Do this ->
How many lines in the rows below contain the string "identify"? Case counts. Reply with the number alone.

Dataset ->

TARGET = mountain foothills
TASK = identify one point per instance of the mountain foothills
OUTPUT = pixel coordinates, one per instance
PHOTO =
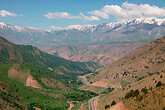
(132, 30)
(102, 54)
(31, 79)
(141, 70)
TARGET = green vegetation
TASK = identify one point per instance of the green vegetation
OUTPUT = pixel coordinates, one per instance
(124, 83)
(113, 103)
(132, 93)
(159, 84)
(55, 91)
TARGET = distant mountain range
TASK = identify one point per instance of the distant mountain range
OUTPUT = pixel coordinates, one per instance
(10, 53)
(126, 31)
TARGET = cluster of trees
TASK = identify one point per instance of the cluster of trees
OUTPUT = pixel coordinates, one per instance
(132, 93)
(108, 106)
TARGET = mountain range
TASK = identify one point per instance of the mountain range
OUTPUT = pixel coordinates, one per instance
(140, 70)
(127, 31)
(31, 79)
--
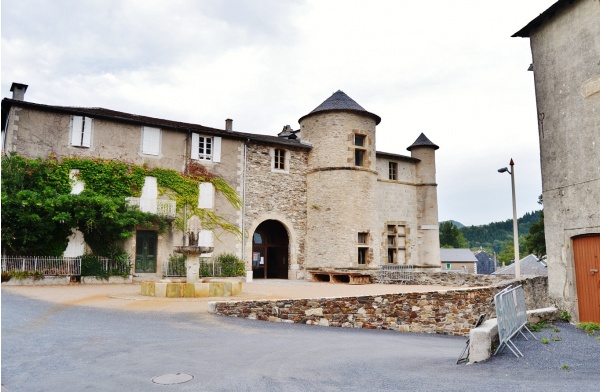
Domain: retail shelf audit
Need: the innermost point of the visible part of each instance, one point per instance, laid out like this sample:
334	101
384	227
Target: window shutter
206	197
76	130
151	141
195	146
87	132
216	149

Solution for this exercise ->
5